• **EXERCISE**
Where does the word "instance" appear in the data? Copy every line that holds it.

• **INPUT DATA**

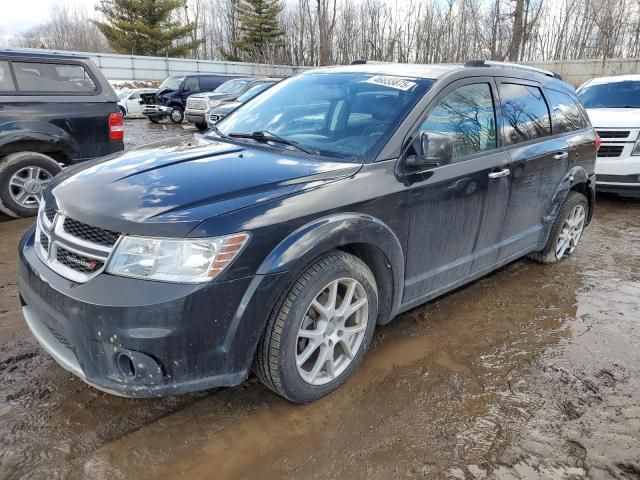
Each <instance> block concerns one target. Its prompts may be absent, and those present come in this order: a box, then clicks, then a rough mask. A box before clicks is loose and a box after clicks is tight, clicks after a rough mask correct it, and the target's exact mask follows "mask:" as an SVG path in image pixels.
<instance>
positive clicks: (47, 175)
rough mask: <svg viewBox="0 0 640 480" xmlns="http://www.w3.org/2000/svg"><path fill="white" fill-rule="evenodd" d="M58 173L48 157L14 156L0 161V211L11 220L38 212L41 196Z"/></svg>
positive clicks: (23, 154) (59, 171)
mask: <svg viewBox="0 0 640 480" xmlns="http://www.w3.org/2000/svg"><path fill="white" fill-rule="evenodd" d="M60 170H62V168H61V167H60V165H59V164H58V163H57V162H56V161H55V160H54V159H53V158H51V157H49V156H47V155H44V154H42V153H38V152H18V153H12V154H10V155H7V156H6V157H4V159H3V160H1V161H0V211H2V212H3V213H5V214H7V215H9V216H11V217H16V218H17V217H29V216H32V215H35V214H36V213H37V212H38V206H39V205H40V199H41V198H42V192H43V190H44V189H45V187H46V186H47V184H48V183H49V182H50V181H51V179H52V178H53V177H54V176H55V175H56V174H57V173H58V172H60Z"/></svg>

• **EXERCISE ANSWER**
Each <instance> block concerns one target. Its prompts may be absent, and those present come in this order: a box, then clicks, then a rough mask. A box before clicks is loose and a box after clicks is tight, clicks after a rough mask correct it, and the target's exact mask follows "mask:" as an SVG path in image pixels.
<instance>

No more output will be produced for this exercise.